- Work instructions -
1. Using the Sundial post below, decide whether each statement agrees with it. Answer yes or no, and quote the words from the post that decide it.
(a) Rob's oldest daughter is named Callie.
(b) Sundial lies in the Mojave Desert.
(c) The hardcover is priced at $24.99.
2. In the Sundial post below, which publisher is named for the book?
3. The Sundial post below names the parts of the normal life Rob almost got. List all of them.

- Excerpted passage -
━━━━━━━━━━━━━━━━━━━━━━━━━━━━━━

Monday, February 28, 2022

SUNDIAL, an oddly innocuous title for an anything-but-innocuous read


SUNDIAL
CATRIONA WARD

Tor Nightfire Books
$26.99 hardcover, available tomorrow (pre-orders today, of course!)

Rating: I settled on four; YMMV

READ HER INTERVIEW IN The Guardian!

The Publisher Says: You can't escape what's in your blood...

All Rob wanted was a normal life. She almost got it, too: a husband, two kids, a nice house in the suburbs. But Rob fears for her oldest daughter, Callie, who collects tiny bones and whispers to imaginary friends. Rob sees a darkness in Callie, one that reminds her too much of the family she left behind.

She decides to take Callie back to her childhood home, to Sundial, deep in the Mojave Desert. And there she will have to make a terrible choice.

Callie is worried about her mother. Rob has begun to look at her strangely, and speaks of past secrets. And Callie fears that only one of them will leave Sundial alive…

The mother and daughter embark on a dark, desert journey to the past in the hopes of redeeming their future.

━━━━━━━━━━━━━━━━━━━━━━━━━━━━━━

- Information supplied -

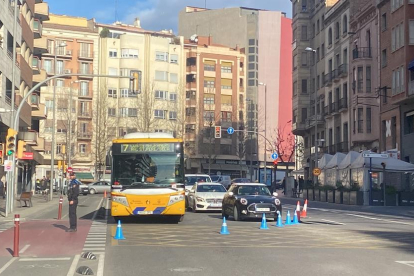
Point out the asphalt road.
[104,201,414,276]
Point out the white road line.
[19,257,70,262]
[96,254,105,276]
[346,214,414,225]
[67,255,80,276]
[20,244,30,253]
[0,258,17,274]
[321,219,345,225]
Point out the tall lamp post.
[259,82,267,184]
[305,47,318,183]
[67,80,79,167]
[49,42,66,200]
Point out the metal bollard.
[13,214,20,257]
[58,196,63,220]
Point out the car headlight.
[167,194,185,206]
[112,196,129,207]
[196,196,205,202]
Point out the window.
[170,54,178,64]
[204,94,214,104]
[302,79,308,94]
[170,73,178,83]
[170,93,177,102]
[108,67,118,76]
[108,88,116,98]
[154,109,165,119]
[155,51,168,61]
[365,66,371,93]
[109,49,118,58]
[365,107,371,133]
[155,71,168,81]
[79,144,86,154]
[168,111,177,120]
[381,49,387,67]
[155,90,168,100]
[108,107,116,117]
[121,48,138,58]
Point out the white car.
[188,182,227,212]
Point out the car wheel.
[233,206,240,221]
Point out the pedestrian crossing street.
[83,220,107,253]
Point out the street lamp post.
[49,42,66,200]
[259,82,267,184]
[305,47,318,183]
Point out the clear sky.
[46,0,292,32]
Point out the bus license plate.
[138,211,153,215]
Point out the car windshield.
[185,176,211,186]
[197,185,226,193]
[238,186,271,196]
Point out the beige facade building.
[37,14,99,181]
[185,36,248,177]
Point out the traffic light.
[6,128,17,156]
[0,143,4,165]
[214,126,221,138]
[17,140,26,159]
[129,70,142,94]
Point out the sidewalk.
[278,190,414,218]
[0,194,60,223]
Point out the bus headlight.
[112,196,129,207]
[167,195,185,206]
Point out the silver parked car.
[88,181,111,195]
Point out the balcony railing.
[352,47,372,59]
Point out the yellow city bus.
[110,133,185,221]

━━━━━━━━━━━━━━━━━━━━━━━━━━━━━━

- Answers per task -
1.
(a) Yes: "But Rob fears for her oldest daughter, Callie"
(b) Yes: "to Sundial, deep in the Mojave Desert"
(c) No: "$26.99 hardcover"

2. Tor Nightfire Books

3.
- a husband
- two kids
- a nice house in the suburbs